• _PASSAGE SHOWN_
⟨

Live Review
Ex Hex, Oslo, London
10th February 2015
Punchy power-pop, made ludicrously, infectiously good fun.
Ex Hex are the kind of band that Kat Stratford would go see at a dingy bar in ’10 Things I Hate About You’. They’d probably be the choice selection of Mean Girls’ resident High School badass Janis Ian, too. Their debut, ‘Rips’, is a exciting, unstoppable record practically custom-made for loaning out from the library of Cool Older Sisters, or blaring from the fuzzed-up loose connection stereos of a teenager’s first clapped-out automobile.
From the off, the band’s mission statement has always been directed towards writing, snappy, sharp-focused pop songs; music that wouldn’t sound out of place playing on the radio in 1982, to paraphrase the words of lead guitarist Mary Timony. Her choice of year is worth a hat doff, too; The Pretenders, The Cars, Joan Jett, Sonic Youth, and of course The Clash’s ‘Combat Rock’. The list goes on. These bands might act as touchstones for Ex Hex, but they’re always just vague reference points. Tonight is - despite the confused touts hungrily swirling around Hackney trying to flog tickets for The xx instead - all about these three musicians onstage, owning every second.
Over the last two decades Ex Hex have been in a veritable king-sized ball-pit of bands between them, from The Aquarium and Fire Tapes to Autoclave, Helium, and the notorious so-called superband Wild Flag, which Timony played in with two thirds of Sleater-Kinney. With all this in mind, it’s not a huge surprise that Ex Hex are totally at home, and treat the stage like their ramshackle rehearsal garage. Kicking over water bottles (Timony apologies profusely for this later, tongue firmly in cheek) and rattling through hair-flippingly unrelenting solos, Ex Hex’s stagecraft shoves showiness out of the way in favour of something that feels more, well, real.
At one point Mary Timony laughs something to herself that sounds suspiciously like “we’re Sleater-Kinney”, and in the encore bassist Betsy Wright gives up playing her instrument completely during a guitar solo, so that she can dance along, hands above head, with the rest of the room. By the end of the show, everybody in the room wishes that they were in Ex Hex too. Punchy power-pop, made ludicrously, infectiously good fun, Ex Hex’s first visit to UK shores is a rip-roaring joy to watch from start to finish.

⟩

[Point localization data]

⟨

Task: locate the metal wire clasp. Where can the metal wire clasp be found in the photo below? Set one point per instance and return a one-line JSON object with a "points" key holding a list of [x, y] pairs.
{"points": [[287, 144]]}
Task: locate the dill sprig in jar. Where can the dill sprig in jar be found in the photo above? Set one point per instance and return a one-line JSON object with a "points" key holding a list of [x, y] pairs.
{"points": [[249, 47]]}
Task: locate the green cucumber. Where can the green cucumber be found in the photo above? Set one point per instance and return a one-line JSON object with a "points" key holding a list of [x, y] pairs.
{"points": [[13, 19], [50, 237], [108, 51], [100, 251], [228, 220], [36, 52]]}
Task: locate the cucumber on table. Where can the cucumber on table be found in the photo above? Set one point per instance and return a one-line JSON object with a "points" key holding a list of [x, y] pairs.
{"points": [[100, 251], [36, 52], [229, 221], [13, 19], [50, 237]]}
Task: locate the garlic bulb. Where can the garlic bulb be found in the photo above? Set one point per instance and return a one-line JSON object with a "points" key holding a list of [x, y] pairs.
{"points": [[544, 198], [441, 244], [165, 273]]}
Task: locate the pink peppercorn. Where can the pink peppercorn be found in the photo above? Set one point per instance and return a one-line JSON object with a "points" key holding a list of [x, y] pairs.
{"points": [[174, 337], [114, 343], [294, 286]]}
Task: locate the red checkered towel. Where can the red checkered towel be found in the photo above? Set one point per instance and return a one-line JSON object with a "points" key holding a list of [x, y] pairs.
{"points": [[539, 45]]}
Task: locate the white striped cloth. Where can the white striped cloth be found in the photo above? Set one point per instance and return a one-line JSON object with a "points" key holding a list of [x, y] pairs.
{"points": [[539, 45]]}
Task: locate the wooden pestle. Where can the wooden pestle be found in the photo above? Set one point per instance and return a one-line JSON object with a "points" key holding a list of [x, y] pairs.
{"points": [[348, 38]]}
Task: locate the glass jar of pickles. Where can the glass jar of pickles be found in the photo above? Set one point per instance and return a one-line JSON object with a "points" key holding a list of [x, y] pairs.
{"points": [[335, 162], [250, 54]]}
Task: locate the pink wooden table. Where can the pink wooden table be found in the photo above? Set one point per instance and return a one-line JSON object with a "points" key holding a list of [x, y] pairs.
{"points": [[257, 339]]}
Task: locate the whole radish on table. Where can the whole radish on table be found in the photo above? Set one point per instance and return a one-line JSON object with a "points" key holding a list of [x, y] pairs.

⟩

• _TRY IT_
In the concert review, what does bassist Betsy Wright do during a guitar solo in the encore?

• _EXERCISE RESULT_
She stops playing her instrument completely so she can dance along with the rest of the room, hands above her head.